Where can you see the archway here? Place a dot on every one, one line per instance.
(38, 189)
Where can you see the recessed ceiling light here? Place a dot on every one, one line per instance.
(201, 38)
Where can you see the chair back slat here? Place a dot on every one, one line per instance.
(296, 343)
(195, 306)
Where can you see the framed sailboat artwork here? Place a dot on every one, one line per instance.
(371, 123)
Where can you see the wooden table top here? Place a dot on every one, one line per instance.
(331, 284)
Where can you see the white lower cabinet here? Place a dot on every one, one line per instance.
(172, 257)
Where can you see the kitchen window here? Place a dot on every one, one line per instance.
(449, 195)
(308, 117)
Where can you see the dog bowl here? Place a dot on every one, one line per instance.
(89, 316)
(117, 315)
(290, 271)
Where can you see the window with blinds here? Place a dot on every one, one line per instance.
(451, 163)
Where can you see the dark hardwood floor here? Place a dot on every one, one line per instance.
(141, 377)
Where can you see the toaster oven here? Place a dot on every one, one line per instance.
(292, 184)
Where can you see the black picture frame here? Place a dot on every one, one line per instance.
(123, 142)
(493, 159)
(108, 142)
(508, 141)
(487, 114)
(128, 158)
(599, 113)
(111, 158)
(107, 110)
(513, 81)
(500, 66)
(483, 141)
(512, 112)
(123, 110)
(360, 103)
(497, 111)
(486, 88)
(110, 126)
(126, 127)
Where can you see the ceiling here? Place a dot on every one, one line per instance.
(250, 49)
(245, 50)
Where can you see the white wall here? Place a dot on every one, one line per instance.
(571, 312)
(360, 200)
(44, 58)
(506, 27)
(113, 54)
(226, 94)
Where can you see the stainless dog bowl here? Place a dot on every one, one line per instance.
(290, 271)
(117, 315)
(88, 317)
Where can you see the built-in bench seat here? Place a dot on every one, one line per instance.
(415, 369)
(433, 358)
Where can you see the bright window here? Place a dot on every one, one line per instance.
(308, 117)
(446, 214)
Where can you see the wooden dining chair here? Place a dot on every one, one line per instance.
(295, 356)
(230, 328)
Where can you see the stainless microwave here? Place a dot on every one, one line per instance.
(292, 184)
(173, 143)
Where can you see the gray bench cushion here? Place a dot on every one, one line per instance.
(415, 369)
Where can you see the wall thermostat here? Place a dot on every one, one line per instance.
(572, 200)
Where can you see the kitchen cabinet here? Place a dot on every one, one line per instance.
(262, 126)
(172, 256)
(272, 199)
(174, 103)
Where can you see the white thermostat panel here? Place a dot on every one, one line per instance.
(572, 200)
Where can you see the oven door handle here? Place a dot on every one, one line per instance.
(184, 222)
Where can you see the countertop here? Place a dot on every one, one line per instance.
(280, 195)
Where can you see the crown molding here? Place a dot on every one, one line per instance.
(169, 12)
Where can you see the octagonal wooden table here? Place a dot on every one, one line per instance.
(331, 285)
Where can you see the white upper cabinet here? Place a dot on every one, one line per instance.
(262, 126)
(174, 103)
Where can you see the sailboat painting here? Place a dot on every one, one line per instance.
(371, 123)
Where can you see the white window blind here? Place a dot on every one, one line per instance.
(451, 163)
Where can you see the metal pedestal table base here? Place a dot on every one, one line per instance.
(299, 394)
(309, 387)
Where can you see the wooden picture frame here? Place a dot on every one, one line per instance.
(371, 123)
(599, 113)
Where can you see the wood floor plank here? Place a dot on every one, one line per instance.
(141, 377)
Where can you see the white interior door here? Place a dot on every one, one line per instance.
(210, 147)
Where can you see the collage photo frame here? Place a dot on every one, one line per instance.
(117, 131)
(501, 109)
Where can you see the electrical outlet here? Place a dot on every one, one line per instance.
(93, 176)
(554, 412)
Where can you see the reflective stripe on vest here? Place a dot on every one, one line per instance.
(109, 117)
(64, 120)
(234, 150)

------

• WHAT IS REQUIRED: Write out once more the lines above beginning at the line with "Where can you see the white thermostat"; continue through the final line and stop there.

• RESULT FOR THIS EXERCISE:
Where can you see the white thermostat panel here? Place a dot on every one, one line per instance.
(572, 200)
Where can you see the oven door handle here? Place a dot on every one, one line per instance.
(184, 222)
Where can you see the countertop here? Place a dot on every one, one line per instance.
(280, 195)
Where can you see the crown molding here? Place a dot on every one, one line per instance.
(169, 12)
Where can you see the octagonal wooden table here? Place a dot on every one, one line per instance.
(331, 285)
Where can you see the white upper cabinet here? Place a dot on every one, one line per instance.
(262, 126)
(174, 103)
Where can you see the sailboat painting here? Place a dot on every one, one line per instance.
(371, 123)
Where can you see the white window blind here? Place a dot on every one, one line per instance.
(451, 163)
Where can you see the metal pedestal table base here? Place a dot on every one, one line per instance.
(299, 394)
(309, 387)
Where can you see the wooden picture frame here? Place a dot on every one, one line per instance.
(371, 123)
(599, 113)
Where can you see the wood floor plank here? Place a dot on every one, one line per instance.
(141, 377)
Where can you see the white interior door here? Place a dot on every one, one line per instance.
(210, 147)
Where can you see the collage photo frame here? Place a dot on every one, one line per instance.
(117, 131)
(501, 109)
Where can you see the electrical outlet here? Place a dot on every one, one line per instance.
(93, 176)
(554, 412)
Where can you see the reflective stripe on vest here? Place a dot on every one, one line per instance.
(109, 117)
(64, 120)
(234, 150)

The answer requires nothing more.